WHAT YOU HAVE TO DO | Give the lines of the items from their start through the line containing "Trace every instance of the web" as a JSON list of strings, one string per line, with blank lines and the pictures left out.

— START OF PROVIDED DATA —

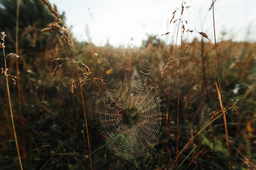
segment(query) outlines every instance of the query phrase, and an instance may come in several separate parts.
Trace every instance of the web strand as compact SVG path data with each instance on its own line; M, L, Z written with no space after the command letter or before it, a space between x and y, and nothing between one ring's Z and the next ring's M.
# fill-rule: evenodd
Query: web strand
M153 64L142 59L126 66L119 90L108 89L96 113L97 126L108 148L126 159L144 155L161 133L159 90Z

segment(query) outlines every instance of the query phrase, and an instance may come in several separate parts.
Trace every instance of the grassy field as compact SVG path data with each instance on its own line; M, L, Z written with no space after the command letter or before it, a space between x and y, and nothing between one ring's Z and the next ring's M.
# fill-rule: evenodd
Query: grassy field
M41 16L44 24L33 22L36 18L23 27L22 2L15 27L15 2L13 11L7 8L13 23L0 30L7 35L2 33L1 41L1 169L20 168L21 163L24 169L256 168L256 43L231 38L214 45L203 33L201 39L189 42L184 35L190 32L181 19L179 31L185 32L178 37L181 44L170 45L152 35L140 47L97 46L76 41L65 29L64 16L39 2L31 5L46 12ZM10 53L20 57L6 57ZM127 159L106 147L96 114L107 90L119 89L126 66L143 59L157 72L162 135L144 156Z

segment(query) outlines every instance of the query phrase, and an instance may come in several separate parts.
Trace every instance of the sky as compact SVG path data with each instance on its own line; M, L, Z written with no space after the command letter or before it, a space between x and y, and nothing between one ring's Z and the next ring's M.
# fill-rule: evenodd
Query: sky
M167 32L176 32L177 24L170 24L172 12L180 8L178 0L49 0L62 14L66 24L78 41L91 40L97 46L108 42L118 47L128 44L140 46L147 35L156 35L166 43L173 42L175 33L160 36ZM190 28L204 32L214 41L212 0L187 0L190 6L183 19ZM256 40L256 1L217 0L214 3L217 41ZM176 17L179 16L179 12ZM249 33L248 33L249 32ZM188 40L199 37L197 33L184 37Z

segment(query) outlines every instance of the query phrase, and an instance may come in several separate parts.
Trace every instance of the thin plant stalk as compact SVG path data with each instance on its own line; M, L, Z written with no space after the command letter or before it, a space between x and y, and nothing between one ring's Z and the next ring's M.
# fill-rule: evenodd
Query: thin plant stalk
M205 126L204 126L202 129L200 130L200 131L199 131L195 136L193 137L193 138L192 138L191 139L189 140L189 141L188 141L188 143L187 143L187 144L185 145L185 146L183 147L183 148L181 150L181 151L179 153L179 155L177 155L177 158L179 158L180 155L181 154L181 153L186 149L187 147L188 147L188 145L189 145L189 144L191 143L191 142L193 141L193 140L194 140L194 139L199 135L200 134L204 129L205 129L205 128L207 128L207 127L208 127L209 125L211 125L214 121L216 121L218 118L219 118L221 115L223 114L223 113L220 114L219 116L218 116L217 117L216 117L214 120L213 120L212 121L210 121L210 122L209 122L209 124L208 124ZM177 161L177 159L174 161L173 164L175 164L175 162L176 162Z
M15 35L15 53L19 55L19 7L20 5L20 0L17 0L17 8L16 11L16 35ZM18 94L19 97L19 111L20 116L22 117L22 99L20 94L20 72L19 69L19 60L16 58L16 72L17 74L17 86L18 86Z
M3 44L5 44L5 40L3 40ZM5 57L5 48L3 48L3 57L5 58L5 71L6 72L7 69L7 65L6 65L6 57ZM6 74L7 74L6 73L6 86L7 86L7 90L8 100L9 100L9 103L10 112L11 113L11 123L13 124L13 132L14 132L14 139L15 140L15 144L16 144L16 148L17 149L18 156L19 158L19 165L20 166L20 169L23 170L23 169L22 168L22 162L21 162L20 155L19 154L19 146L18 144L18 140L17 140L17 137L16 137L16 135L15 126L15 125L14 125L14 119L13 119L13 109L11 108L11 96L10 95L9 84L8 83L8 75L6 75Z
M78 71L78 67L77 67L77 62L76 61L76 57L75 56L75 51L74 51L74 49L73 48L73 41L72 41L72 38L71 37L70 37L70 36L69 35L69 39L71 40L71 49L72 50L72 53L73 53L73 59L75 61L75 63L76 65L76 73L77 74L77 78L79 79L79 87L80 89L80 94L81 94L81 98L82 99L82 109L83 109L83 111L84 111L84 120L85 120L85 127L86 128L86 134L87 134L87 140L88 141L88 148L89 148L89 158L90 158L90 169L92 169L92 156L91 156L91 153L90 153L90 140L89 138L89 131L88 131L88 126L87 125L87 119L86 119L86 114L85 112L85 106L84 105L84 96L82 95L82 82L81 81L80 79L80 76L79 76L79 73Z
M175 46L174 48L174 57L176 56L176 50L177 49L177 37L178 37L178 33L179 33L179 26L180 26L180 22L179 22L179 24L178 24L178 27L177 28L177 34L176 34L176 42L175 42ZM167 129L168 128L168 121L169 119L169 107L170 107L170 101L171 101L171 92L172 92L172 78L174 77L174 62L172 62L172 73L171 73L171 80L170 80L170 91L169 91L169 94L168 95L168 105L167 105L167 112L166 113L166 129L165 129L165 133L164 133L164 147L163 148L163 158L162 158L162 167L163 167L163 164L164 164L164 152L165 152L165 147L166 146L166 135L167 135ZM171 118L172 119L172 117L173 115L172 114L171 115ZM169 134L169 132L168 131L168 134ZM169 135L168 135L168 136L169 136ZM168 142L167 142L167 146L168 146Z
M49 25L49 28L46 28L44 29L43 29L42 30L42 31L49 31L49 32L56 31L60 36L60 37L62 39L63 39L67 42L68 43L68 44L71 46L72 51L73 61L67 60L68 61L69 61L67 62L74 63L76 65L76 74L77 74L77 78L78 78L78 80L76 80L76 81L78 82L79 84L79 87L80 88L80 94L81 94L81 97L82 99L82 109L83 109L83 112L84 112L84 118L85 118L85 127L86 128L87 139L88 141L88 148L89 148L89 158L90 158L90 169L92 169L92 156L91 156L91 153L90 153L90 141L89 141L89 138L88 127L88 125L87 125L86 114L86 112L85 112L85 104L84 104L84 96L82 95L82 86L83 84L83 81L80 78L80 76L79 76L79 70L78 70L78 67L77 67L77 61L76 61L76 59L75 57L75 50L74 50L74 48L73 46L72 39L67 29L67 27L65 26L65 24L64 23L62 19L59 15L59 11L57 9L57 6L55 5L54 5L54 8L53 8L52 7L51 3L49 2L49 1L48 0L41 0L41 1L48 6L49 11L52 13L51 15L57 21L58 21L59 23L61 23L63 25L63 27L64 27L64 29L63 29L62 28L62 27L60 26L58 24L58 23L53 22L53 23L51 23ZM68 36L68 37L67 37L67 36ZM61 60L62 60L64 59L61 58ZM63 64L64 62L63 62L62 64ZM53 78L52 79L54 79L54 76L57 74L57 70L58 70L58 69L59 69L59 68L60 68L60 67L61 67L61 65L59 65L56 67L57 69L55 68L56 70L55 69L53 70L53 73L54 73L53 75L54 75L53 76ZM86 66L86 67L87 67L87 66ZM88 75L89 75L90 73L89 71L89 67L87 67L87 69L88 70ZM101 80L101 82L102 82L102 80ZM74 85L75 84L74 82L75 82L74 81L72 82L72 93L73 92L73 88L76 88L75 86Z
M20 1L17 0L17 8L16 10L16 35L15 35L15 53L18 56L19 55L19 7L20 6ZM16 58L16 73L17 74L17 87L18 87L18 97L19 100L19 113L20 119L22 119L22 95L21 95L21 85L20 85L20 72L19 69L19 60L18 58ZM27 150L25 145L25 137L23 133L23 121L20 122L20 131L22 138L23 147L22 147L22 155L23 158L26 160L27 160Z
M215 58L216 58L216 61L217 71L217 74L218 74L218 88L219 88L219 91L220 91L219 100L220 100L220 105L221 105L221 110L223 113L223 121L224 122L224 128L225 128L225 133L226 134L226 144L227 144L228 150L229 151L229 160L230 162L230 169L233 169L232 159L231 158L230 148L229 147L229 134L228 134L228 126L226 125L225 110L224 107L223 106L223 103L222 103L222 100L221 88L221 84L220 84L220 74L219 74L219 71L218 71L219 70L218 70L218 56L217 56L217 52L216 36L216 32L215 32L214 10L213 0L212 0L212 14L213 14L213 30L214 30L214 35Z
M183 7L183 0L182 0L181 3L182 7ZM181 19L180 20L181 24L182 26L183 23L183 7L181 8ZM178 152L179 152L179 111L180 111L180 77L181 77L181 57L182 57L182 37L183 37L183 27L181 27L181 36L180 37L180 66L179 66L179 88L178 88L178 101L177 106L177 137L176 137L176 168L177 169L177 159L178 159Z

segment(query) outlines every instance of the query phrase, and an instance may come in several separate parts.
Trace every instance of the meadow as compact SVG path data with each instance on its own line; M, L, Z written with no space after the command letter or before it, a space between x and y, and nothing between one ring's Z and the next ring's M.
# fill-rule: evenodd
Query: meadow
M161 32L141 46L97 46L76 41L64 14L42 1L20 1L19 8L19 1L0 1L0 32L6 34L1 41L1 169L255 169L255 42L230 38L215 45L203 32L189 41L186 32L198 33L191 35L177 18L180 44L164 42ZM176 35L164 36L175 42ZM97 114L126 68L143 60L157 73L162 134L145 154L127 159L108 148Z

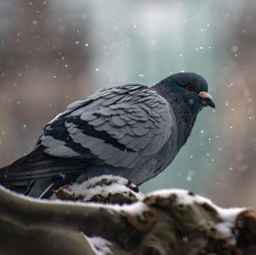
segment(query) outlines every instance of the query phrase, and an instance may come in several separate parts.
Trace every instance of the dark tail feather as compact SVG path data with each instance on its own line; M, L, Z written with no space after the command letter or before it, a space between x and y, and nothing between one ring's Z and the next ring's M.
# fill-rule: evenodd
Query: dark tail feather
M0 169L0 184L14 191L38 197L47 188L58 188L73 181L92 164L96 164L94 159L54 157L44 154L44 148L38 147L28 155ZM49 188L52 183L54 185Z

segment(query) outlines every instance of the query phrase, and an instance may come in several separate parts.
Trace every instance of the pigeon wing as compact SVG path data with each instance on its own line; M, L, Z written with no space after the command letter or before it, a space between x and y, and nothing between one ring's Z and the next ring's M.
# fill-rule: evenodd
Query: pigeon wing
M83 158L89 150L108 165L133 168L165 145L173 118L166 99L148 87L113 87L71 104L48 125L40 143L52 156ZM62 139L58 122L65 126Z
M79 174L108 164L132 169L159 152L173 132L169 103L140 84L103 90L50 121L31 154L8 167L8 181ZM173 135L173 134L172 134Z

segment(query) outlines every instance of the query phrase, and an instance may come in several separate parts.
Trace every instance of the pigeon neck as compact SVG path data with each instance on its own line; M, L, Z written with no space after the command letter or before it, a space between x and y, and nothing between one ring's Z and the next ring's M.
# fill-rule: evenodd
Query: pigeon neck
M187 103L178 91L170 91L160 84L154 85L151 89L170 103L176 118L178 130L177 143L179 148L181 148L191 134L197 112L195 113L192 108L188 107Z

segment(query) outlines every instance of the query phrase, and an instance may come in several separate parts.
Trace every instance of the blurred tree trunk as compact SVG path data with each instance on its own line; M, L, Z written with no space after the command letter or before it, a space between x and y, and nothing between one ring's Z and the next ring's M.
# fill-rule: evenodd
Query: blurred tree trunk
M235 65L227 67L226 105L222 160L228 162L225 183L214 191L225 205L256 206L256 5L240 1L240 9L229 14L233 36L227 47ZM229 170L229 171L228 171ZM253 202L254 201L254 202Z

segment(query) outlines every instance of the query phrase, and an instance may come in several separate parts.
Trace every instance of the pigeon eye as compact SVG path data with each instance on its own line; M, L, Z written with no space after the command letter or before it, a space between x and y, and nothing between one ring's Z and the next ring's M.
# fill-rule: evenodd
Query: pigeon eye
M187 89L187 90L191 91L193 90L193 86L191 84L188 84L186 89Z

— END OF PROVIDED DATA —

SOLUTION TO THE EXERCISE |
[
  "segment(query) outlines every instance of the query phrase, and an instance may come in several separate parts.",
  "Trace every instance of the web strand as compact SVG path data with each instance on its own line; M, L, Z written with no space after the command letter or before it, a space between x and y, and nothing between one ring's Z and the next ring's M."
]